## Texte proposé
_ _ _ _ _

Les défis de la fin de vie

Nous sommes confrontés aujourd’hui à des proches ou à des connaissances qui choisissent la voie d’Exit pour quitter leur vie. Ce choix est une source de tristesse. Le magistère a beau répéter à temps et contretemps sa condamnation de l’euthanasie et du suicide assisté, ce dernier ne cesse de se développer dans notre pays. Quelles sont les raisons d’un tel phénomène?

Tout d’abord, il y a le fait que nos contemporains se méfient a priori des principes généraux. Ils estiment que ceux-ci sont de la théorie et sont indifférents aux circonstances particulières des personnes. Mais cette hostilité aux règles générales méconnait le fait fondamental qu’on ne peut vivre en société sans principe. Si la loi contraint, elle protège également, en particulier les plus faibles. Ce n’est pas pour rien que de nombreuses associations demandent par exemple un renforcement des textes sur les violences faites aux femmes ou une application plus juste des textes préservant la dignité des personnes. Au-delà des différences culturelles, il existe un vrai défi aujourd’hui: celui de penser et de mettre en œuvre une morale universelle, tâche à laquelle notre pape ne cesse de s’atteler avec beaucoup d’énergie.

Mais revenons aux défis de la fin de vie. Nous craignons principalement deux choses: les douleurs physiques que peut apporter la maladie et la perte de contrôle liée à une éventuelle diminution des facultés mentales. En ce qui concerne la crainte des douleurs, il existe une profonde méconnaissance des moyens que possède aujourd’hui la médecine pour pallier la souffrance. J’ai pu moi-même les expérimenter récemment. Les soins donnés actuellement dans les hôpitaux n’ont rien à voir en  termes de douleur avec ceux qui existaient il y a une vingtaine d’années. Il est vrai que notre Eglise a trop fait l’éloge de la souffrance avant le Concile Vatican II. Quand j’étais enfant, il fallait souffrir pour être un bon chrétien. Aujourd’hui, notre Eglise a compris que le Christ était venu pour nous libérer de nos maux. Elle annonce un Evangile de salut et de miséricorde. Dans ce cadre, elle soutient ceux et celles qui luttent contre la douleur et encourage fortement les soins palliatifs même si elle n’est pas encore assez «l’hôpital de campagne» que souhaite le pape François.

_ _ _ _ _

## Données fournies
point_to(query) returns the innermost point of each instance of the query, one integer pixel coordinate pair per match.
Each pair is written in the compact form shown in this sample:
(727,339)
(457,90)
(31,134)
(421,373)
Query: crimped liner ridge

_ _ _ _ _

## Objectif pédagogique
Rédigez la suite du texte sur les défis de la fin de vie, en reprenant immédiatement après sa dernière phrase. Le matériel qui précède provient d'une autre source que le texte.

## Réponse attendue
«La vie n’est pas une chose. Elle est un don que l’on reçoit»

Nos concitoyens ont très peur des incapacités physiques ou mentales liées à la vieillesse. Certains aimeraient contrôler leur vie jusqu’au bout ou dans le cas contraire y mettre fin. Le fond du problème ici est une question de possession. Nous sommes tellement habitués à posséder et à contrôler les objets que nous imaginons la même chose pour la vie. Nous avons tendance à considérer que celle-ci nous appartient. Or la vie relève d’une autre catégorie que les marchandises, et cette conception est partagée bien au-delà des frontières de l’Eglise. C’est au nom du caractère spécifique de la vie, que des militants ont lutté et luttent encore contre la peine de mort. C’est en son nom que le personnel médical se bat tous les jours pour sauver des malades. C’est en son nom et en raison de la dignité de la personne, que l’on accorde une attention particulière aux personnes handicapées qui sont nos frères et nos sœurs en humanité.

Penser que la vie nous appartient revient à nier ces vérités. La vie n’est pas une chose. Elle est un don que l’on reçoit. La supprimer sous quelque forme que ce soit, c’est refuser de la redonner. Elle est comme la nature. Nous en sommes les gérants et non les propriétaires. La crise écologique actuelle devrait nous aider à comprendre que cette vision absolue du contrôle sur notre vie et sur la nature conduit à une impasse. La vie nous dépasse infiniment. Toute personne qui a traversé une grave épreuve l’a compris. Et c’est pour cela que son témoignage est toujours bouleversant.